* Begin Text provided *

Star Wars: The Rise of Skywalker – Original Motion Picture Soundtrack is the film score to the 2019 film of the same name composed and conducted by John Williams. The soundtrack album was released in both digital formats and digipak CD by Walt Disney Records on December 18 and 20, 2019 respectively. It is his final soundtrack for the franchise; shortly before the sessions began, Williams announced that he would be retiring from Star Wars after over 40 years as its musical heart. The score won Williams a Saturn Award for Best Music.

Overview
On January 10, 2018, it was confirmed that John Williams would return to compose and conduct The Rise of Skywalker. The next month, Williams announced that it would be the last Star Wars film for which he would compose the score. In August 2019, at Tanglewood's Film Night, Williams revealed that scoring sessions were underway and that 80% of the music for Episode IX had been recorded and that an additional 40 minutes would be recorded at the request of director J. J. Abrams.

Recording of the score had begun in mid-July at Sony Pictures Studios' Barbra Streisand Scoring Stage in Culver City, but ended up requiring as many as 11 sessions scattered over a five-month period. Williams conducted the sessions himself, recording over three hours of music which consisted of new material and revisions of previous themes. Speaking about the recording process, he said that "It was a wonderful way to spend six or eight months...and for being grateful for having the energy and interest to work with the orchestra, which was very lovely." William Ross assisted with orchestrations, while mixing was handled by sound engineer Shawn Murphy. Like the previous sequel trilogy films, it was recorded with a 102-piece freelance orchestra together with a 100-voice Los Angeles Master Chorale. The final day of recording occurred on November 18, 2019, with many of the cast and executives present, such as Star Wars actors Mark Hamill, Daisy Ridley, Kelly Marie Tran and frequent collaborator Steven Spielberg.

* End Text provided *

_Tasks:_
1 – Please answer these questions using the soundtrack article:
(a) Which record label released the album?
(b) At which scoring stage did recording of the score begin?
(c) On what date did the final day of recording take place?
2 – Continue the soundtrack article from the point where it ends.

* Begin Data shown *

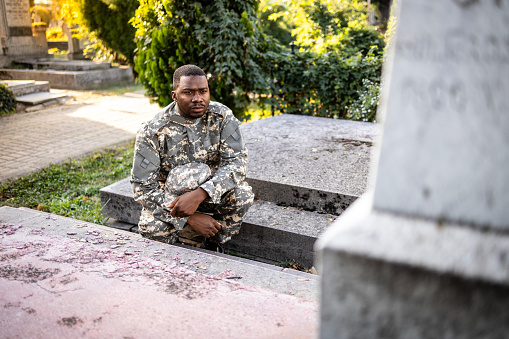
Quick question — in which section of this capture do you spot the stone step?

* End Data shown *

_Replies:_
1 –
(a) Walt Disney Records
(b) Sony Pictures Studios' Barbra Streisand Scoring Stage in Culver City
(c) November 18, 2019

2 –
In a lead up to the release of the soundtrack, a For Your Consideration soundtrack album was released on the Disney awards website on December 10, 2019, which consisted of 50 minutes of the music for the film. However, due to reasons unknown, it was taken down shortly after.

Track listing

Additional music

Charts

Awards

On February 20, 2020, John Williams won 3 IFMCA Awards for the score, including Score of the Year, Best Original Score for a Fantasy/Sci-Fi/Fantasy Film, and Film Score Composition of the Year for the film's main theme, The Rise of Skywalker. Williams was also nominated for the Academy Award for Best Original Score. Williams  also won the Saturn Award for Best Music for his work on the film at the 46th Saturn Awards.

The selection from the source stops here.